# START OF MATERIAL PROVIDED
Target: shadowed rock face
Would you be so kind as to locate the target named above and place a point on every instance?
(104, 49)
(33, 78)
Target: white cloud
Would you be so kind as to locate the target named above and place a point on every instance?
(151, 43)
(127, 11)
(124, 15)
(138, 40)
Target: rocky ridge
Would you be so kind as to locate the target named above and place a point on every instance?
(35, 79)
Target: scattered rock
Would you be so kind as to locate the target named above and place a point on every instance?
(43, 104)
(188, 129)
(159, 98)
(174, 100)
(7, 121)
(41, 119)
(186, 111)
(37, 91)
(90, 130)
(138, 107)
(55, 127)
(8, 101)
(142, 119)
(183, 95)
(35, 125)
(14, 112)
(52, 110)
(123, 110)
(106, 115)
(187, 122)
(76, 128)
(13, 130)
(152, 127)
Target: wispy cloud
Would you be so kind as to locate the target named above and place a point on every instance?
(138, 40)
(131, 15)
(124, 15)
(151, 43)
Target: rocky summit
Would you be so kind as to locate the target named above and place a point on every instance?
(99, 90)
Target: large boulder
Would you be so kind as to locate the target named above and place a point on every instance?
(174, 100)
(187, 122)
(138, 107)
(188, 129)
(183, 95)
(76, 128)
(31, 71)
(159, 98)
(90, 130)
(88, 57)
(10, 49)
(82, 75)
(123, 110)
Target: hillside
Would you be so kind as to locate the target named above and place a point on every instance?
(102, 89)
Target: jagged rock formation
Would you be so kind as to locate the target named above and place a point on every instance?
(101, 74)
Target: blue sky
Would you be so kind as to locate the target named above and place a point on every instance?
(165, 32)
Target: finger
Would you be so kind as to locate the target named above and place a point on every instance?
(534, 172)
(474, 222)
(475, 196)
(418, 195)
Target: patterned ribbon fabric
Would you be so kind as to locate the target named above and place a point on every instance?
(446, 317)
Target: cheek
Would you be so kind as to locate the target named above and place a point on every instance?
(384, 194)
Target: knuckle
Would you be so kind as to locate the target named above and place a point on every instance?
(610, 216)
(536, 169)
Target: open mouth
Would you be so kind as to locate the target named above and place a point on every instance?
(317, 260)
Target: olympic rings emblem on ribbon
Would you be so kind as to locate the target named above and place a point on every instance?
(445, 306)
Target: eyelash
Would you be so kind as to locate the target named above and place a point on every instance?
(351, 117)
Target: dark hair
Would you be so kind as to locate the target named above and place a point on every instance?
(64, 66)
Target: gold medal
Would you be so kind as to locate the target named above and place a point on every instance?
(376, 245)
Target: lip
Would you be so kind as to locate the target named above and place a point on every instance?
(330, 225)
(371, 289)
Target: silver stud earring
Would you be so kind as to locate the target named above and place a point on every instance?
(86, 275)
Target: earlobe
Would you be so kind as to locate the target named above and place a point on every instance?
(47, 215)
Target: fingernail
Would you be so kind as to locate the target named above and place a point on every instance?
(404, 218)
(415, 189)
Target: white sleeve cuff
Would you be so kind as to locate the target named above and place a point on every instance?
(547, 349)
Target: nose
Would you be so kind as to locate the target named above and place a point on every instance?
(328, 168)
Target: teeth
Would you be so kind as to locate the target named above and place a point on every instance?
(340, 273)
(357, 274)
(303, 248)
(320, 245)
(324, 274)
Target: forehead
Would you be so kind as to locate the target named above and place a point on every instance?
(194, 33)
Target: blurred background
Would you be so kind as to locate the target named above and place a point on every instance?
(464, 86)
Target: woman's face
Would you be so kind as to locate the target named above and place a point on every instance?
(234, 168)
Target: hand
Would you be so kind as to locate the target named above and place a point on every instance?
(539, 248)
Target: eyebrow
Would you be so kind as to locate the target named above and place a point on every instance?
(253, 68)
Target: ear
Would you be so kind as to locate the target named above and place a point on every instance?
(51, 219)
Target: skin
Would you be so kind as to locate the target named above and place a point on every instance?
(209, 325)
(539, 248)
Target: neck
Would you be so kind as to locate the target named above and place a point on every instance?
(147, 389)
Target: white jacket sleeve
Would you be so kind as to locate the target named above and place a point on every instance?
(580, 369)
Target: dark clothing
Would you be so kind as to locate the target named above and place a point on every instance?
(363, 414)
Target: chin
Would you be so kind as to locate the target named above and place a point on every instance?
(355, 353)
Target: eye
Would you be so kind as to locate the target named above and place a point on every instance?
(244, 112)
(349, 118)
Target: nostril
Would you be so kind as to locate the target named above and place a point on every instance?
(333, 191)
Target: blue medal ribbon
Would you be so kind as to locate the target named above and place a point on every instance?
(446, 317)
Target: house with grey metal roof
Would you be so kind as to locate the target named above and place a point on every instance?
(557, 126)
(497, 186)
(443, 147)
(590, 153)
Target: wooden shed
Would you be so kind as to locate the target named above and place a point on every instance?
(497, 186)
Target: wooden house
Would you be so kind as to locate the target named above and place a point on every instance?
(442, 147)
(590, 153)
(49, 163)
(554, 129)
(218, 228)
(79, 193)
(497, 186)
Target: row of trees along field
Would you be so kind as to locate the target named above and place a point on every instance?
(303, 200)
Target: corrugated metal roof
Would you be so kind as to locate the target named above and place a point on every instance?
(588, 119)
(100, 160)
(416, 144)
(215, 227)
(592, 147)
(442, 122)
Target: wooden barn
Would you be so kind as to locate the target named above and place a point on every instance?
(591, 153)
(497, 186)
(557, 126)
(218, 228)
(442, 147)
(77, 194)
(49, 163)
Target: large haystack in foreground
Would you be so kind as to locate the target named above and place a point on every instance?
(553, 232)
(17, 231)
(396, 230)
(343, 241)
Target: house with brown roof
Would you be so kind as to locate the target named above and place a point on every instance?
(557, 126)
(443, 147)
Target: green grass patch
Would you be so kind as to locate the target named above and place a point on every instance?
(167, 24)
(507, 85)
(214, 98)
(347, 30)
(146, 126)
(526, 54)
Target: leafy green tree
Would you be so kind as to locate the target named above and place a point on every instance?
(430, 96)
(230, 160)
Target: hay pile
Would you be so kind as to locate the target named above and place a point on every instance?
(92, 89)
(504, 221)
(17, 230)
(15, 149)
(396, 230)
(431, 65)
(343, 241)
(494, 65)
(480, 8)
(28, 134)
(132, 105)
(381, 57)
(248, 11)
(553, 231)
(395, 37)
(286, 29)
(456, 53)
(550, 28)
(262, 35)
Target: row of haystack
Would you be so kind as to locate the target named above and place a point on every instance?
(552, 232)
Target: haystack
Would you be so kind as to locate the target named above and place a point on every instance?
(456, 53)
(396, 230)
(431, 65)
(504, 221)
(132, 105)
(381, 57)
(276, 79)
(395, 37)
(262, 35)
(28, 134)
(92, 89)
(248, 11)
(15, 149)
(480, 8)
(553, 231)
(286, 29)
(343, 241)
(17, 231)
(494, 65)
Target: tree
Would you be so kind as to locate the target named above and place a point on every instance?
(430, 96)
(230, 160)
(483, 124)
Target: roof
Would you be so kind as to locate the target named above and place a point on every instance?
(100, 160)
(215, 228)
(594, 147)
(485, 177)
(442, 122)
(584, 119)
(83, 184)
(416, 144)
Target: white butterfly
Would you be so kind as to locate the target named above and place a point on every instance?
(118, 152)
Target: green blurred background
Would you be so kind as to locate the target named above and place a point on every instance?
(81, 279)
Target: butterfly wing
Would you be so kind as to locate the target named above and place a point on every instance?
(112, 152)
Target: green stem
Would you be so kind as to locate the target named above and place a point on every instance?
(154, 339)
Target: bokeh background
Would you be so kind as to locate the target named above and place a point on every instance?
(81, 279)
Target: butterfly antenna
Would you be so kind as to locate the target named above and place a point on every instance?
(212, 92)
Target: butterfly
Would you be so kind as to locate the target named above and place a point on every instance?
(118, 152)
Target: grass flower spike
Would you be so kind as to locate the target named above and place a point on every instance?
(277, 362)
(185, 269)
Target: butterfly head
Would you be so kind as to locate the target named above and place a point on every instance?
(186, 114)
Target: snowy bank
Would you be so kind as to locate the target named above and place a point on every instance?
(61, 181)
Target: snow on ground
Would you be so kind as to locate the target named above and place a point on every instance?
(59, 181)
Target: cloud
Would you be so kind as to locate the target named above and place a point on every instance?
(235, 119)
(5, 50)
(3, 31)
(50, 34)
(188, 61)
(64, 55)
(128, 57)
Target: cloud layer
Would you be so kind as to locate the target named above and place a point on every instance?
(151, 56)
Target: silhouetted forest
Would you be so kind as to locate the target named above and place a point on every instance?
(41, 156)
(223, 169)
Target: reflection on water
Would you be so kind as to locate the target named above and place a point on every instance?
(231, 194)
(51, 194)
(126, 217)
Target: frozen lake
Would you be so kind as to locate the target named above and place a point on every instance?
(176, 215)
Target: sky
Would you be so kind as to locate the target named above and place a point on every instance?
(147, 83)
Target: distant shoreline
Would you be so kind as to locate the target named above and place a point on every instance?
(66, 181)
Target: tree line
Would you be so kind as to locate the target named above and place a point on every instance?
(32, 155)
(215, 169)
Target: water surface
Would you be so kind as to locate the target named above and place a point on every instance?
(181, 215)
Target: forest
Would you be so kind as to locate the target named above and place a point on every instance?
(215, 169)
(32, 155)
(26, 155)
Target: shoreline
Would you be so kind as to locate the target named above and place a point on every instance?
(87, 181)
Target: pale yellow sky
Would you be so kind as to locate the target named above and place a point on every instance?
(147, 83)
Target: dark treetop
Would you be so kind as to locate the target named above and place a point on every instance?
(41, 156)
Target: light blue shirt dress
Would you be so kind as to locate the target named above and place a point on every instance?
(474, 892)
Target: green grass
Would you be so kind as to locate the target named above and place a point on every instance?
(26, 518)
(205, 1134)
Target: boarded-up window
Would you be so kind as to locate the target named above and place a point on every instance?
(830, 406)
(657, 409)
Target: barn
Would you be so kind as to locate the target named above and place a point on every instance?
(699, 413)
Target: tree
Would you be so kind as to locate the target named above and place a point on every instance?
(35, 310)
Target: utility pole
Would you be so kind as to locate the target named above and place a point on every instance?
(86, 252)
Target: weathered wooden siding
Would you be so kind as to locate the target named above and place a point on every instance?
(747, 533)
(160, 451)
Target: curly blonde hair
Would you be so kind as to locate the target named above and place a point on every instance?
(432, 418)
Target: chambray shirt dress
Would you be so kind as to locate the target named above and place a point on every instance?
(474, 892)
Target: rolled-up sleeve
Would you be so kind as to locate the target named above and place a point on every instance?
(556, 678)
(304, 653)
# END OF MATERIAL PROVIDED
GOAL OF THE EXERCISE: Above are the records; copy exactly the lines from the one with "Target: light blue shirt dress" through the final line.

FINAL ANSWER:
Target: light blue shirt dress
Would you be so kind as to locate the target named above and place a point on every instance?
(474, 892)
Target: green grass
Would you be so kind as to locate the target named above and place a point on every instance?
(26, 518)
(205, 1134)
Target: boarded-up window
Would you be so kind as to locate the target named above and place a point on every instance?
(830, 406)
(657, 409)
Target: barn
Would you be so kind as to locate the target named above and place a point on every instance?
(699, 413)
Target: tree
Would you be so kind as to locate the target named above and place a point on every instance?
(35, 310)
Target: utility pole
Would you be so kind as to locate the target named above and place a point on every instance?
(86, 252)
Target: weathered wooden siding
Would you be so kind as to locate the target named above and place a point on every instance?
(747, 533)
(160, 451)
Target: curly blonde hair
Would you be so kind as to locate the target named above and place a point on every instance?
(432, 418)
Target: chambray shirt dress
Would you be so kind as to locate the target named above and place a point on every instance?
(474, 892)
Target: rolled-up sleeve
Would you be so kind as to locate the target named above and place a point on every instance?
(556, 678)
(304, 653)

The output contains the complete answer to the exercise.